**Brief**
Count how many lines of the material below contain the string "instances". Reply with the number alone.
-- BEGIN Records supplied --
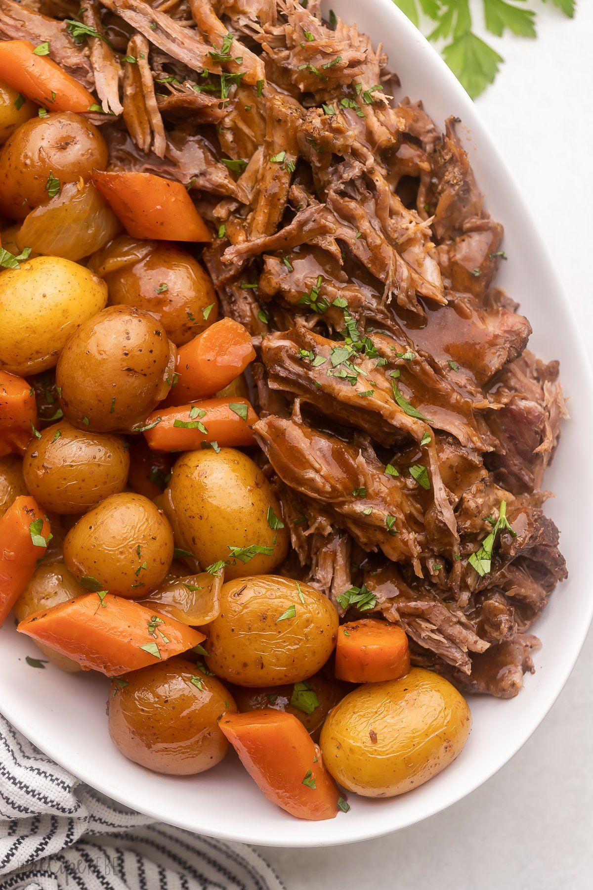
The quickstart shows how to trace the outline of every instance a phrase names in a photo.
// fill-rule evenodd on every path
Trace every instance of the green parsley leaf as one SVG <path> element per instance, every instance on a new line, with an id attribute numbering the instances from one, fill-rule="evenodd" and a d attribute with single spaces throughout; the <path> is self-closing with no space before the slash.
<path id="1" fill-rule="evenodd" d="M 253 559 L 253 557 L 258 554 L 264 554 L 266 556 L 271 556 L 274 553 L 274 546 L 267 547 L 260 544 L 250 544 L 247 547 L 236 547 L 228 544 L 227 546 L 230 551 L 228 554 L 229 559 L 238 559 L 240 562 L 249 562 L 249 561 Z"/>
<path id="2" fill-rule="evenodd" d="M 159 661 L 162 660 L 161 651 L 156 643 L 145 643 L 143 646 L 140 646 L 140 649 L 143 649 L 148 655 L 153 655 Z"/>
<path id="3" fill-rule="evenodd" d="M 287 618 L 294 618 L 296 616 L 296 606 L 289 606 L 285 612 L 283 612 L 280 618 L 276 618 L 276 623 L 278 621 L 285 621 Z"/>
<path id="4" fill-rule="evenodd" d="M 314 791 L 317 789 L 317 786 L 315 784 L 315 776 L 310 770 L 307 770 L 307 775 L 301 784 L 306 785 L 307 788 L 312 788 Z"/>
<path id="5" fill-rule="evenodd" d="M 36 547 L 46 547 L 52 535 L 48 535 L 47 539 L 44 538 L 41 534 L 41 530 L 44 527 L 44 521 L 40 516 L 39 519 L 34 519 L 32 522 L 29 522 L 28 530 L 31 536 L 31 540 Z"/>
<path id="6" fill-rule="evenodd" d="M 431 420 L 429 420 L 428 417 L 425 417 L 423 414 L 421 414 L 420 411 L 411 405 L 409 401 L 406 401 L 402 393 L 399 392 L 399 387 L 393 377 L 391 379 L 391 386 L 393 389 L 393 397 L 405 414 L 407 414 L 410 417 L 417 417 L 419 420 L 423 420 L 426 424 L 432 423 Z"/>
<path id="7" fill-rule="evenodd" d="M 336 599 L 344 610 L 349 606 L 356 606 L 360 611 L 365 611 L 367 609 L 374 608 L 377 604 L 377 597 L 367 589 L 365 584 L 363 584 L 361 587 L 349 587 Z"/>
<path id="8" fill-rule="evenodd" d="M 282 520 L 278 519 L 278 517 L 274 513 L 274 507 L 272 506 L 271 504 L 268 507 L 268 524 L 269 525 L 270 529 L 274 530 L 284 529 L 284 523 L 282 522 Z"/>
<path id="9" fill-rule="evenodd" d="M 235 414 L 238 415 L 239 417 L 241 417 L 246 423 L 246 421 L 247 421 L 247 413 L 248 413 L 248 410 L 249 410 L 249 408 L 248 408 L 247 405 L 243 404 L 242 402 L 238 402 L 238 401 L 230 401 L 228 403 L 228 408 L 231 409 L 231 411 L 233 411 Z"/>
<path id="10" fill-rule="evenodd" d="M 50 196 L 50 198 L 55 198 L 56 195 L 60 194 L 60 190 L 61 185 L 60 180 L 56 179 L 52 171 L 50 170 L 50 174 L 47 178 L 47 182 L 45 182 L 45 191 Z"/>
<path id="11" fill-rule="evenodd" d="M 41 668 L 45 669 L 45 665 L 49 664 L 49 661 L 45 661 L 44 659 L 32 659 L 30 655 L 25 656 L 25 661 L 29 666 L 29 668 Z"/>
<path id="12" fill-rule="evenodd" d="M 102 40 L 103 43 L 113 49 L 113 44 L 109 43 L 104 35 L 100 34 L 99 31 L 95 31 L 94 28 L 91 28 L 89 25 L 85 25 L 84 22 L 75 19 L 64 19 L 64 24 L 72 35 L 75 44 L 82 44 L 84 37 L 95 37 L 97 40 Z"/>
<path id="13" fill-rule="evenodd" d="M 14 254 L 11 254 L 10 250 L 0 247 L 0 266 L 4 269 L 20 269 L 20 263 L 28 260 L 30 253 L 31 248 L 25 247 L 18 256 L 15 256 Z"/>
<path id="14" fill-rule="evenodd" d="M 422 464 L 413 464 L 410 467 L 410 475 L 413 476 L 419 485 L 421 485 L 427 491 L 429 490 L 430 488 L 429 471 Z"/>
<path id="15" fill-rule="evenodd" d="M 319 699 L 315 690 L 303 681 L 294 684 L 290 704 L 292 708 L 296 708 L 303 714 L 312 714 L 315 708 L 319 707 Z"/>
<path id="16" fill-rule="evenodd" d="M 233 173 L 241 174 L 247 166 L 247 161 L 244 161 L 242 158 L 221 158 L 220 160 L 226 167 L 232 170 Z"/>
-- END Records supplied --
-- BEGIN Records supplied --
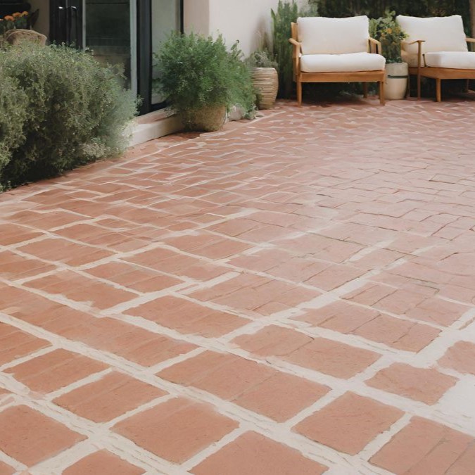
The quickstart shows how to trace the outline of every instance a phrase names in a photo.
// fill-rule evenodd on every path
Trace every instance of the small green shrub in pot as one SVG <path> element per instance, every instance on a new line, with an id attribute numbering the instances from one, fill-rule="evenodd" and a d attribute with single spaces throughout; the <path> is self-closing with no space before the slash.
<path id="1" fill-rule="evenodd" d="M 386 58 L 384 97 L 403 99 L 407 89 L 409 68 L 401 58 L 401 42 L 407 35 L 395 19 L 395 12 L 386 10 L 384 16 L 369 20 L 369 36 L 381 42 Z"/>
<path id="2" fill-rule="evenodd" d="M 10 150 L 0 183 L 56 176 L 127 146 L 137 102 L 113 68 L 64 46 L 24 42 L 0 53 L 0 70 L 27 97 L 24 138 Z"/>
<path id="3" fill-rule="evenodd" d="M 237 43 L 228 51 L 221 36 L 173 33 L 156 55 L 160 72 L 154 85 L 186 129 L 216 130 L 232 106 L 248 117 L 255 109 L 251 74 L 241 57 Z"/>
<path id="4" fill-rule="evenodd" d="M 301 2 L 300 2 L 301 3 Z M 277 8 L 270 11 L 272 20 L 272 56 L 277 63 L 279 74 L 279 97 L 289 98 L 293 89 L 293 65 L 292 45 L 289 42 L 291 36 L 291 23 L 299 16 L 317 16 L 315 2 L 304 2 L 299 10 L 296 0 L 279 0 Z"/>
-- END Records supplied --
**Solved exercise**
2